### [SOURCE]
Reputation: 83
Hi all. I am working on a dataframe (picture above) with over 18000 observations. What I'd like to do is to get the text in the column 'review' one after the other and then do a word count later on it. At the moment I have been trying to iterate over it but I have been getting error like "TypeError: 'float' object is not iterable"
. Here is the code I used:
def tokenize(text):
for row in text:
for i in row:
if i is not None:
words = i.lower().split()
return words
else:
return None
data['review_two'] = data['review'].apply(tokenize)
Now my question is: how do I iterate effectively and efficiently over the column 'review' so that I can now preprocess each row one after the other before I now perform word count on it?
Upvotes: 1
Views: 1525
Reputation: 7994
My hypothesis for the error is that you have missing data, which is NaN
and makes tokenize
function fail. You can checkt it with pd.isnull(df["review"])

Dataset records about object locations
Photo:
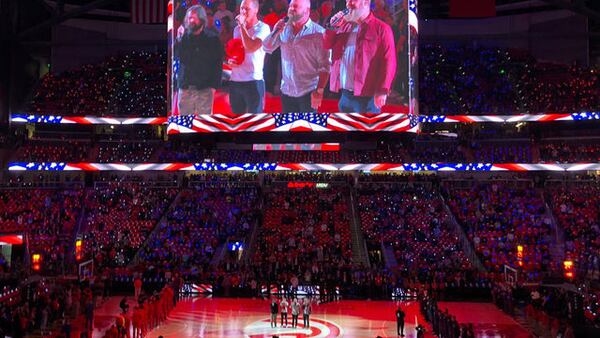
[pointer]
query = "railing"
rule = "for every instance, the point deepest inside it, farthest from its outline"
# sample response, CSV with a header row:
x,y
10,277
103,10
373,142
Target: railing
x,y
359,246
465,243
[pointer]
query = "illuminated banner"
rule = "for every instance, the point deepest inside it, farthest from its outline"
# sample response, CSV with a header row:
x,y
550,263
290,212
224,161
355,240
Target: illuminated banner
x,y
297,147
228,66
11,239
209,166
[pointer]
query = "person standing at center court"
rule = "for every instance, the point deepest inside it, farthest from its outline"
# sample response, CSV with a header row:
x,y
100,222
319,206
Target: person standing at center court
x,y
295,312
284,305
274,310
306,313
247,85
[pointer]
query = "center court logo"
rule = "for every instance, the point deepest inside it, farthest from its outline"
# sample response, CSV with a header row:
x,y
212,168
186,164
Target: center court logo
x,y
319,328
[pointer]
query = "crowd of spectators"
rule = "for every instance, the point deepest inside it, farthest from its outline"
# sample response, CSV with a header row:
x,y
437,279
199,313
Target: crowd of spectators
x,y
119,218
203,219
498,218
577,210
126,152
502,152
305,237
570,152
46,217
58,151
132,84
411,220
483,80
453,80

### [EXERCISE SET]
**1)** In the pandas error thread, what does the reply name as the likely cause of the error?
**2)** Write the next part of the pandas error thread, picking up right after its final sentence.
The listing above was taken from a separate source.

### [TASK RESPONSES]
**1)** Missing data (NaN) in the review column, which makes the tokenize function fail.

**2)**
, which will show you a boolean array that whether each line is NaN
. If any(pd.isnull(df["review"]))
is true, then there is a missing value in the column.
I cannot reproduce the error as I don't have the data, but I think your goal can be achieve with this.
from collections import Counter
df = pd.DataFrame([{"name": "A", "review": "No it is not good.", "rating":2},
{"name": "B", "review": "Awesome!", "rating":5},
{"name": "C", "review": "This is fine.", "rating":3},
{"name": "C", "review": "This is fine.", "rating":3}])
# first .lower and then .replace for punctuations and finally .split to get lists
df["splitted"] = df.review.str.lower().str.replace('[^\w\s]','').str.split()
# pass a counter to count every list. Then sum counters. (Counters can be added.)
df["splitted"].transform(lambda x: Counter(x)).sum()
Counter({'awesome': 1,
'fine': 2,
'good': 1,
'is': 3,
'it': 1,
'no': 1,
'not': 1,
'this': 2})
str.replace
part is to remove punctuations see the answer Replacing punctuation in a data frame based on punctuation list from @EdChum
Upvotes: 1
Reputation: 4136
Maybe something like this, that gives you the word count, the rest I did not understand what you want.
import pandas as pd
a = ['hello friend', 'a b c d']
b = pd.DataFrame(a)
print(b[0].str.split().str.len())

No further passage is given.